(RECORDS TO USE begins)

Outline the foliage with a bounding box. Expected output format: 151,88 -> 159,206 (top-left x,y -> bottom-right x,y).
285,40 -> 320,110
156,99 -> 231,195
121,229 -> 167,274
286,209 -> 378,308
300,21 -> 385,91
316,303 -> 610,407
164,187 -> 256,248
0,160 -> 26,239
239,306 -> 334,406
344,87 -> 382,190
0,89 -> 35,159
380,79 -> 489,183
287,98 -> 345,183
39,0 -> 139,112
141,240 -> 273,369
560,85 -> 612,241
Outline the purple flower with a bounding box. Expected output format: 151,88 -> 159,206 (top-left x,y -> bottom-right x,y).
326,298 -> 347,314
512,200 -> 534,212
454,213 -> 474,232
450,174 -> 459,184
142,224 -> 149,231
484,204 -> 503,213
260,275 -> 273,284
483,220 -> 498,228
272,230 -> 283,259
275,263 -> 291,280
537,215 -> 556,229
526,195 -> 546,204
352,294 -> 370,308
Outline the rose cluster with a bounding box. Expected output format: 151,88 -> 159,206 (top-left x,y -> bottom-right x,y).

(RECORDS TO USE ends)
(RECORDS TO USE begins)

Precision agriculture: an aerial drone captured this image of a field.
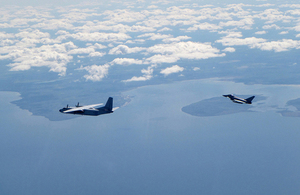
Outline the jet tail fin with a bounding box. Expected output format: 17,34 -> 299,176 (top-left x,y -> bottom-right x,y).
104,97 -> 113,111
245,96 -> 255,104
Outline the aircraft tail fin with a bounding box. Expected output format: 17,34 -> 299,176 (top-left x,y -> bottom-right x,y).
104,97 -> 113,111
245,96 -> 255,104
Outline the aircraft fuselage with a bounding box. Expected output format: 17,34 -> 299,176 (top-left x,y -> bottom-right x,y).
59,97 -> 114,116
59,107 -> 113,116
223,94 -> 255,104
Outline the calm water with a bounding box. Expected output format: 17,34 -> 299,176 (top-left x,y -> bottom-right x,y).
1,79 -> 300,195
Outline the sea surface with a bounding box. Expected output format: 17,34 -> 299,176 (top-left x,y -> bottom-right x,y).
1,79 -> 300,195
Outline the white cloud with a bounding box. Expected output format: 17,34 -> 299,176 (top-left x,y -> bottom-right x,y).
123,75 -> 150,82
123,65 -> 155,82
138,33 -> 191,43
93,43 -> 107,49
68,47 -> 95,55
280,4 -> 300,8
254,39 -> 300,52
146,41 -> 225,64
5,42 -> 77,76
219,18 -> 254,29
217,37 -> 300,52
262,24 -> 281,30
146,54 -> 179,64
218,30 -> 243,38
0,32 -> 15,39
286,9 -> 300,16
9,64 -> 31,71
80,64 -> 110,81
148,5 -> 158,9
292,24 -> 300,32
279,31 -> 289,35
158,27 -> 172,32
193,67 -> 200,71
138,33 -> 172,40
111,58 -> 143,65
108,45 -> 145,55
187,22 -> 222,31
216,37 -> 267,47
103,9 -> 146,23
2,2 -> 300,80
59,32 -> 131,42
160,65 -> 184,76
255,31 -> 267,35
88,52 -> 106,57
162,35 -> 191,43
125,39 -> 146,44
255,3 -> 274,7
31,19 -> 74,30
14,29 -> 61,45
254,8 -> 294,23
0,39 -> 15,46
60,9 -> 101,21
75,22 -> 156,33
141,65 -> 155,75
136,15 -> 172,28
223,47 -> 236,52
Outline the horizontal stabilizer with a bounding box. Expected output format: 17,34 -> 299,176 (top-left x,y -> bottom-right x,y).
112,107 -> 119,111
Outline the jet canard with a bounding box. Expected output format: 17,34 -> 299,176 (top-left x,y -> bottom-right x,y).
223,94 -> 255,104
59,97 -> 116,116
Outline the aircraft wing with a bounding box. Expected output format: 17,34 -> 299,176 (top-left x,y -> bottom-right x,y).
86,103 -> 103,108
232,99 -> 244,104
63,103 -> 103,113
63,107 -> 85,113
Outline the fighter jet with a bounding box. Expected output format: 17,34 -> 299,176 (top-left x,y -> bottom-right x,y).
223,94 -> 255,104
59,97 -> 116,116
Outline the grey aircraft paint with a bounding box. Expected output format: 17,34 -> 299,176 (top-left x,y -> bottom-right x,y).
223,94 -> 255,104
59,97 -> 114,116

(RECORDS TO USE ends)
(RECORDS TO USE begins)

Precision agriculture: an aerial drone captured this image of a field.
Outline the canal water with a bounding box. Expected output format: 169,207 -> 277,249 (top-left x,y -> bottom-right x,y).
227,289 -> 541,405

(RECORDS TO USE ends)

:: REQUIRED ACTION ::
Which lines above run from the one containing "Outline the foliage" down to the one containing "Outline the rose"? Repeat exactly those, both ends included, and nothing else.

:: OUTPUT OF THE TASK ::
Outline the foliage with a bounding box. Expected output format: 151,88 -> 159,206 (top-left x,y -> bottom-right x,y).
285,40 -> 320,110
156,99 -> 231,195
121,229 -> 167,274
286,209 -> 378,308
300,21 -> 385,91
316,303 -> 610,407
164,187 -> 256,248
0,160 -> 26,239
239,306 -> 334,406
344,87 -> 382,190
0,89 -> 35,159
380,79 -> 489,183
287,98 -> 345,183
39,0 -> 139,112
141,240 -> 273,369
560,85 -> 612,241
Outline the purple flower with a bounding box. Expected output format: 151,88 -> 159,206 (top-left x,y -> bottom-right x,y).
326,298 -> 347,314
512,200 -> 534,212
454,213 -> 474,232
450,174 -> 459,184
142,224 -> 149,231
484,204 -> 503,213
260,275 -> 273,284
483,220 -> 498,228
272,230 -> 283,259
275,263 -> 291,280
537,215 -> 556,229
526,195 -> 546,204
352,294 -> 370,308
Outline the rose cluster with a bounding box. Expected output format: 151,88 -> 159,206 (top-left x,y -> bottom-right x,y).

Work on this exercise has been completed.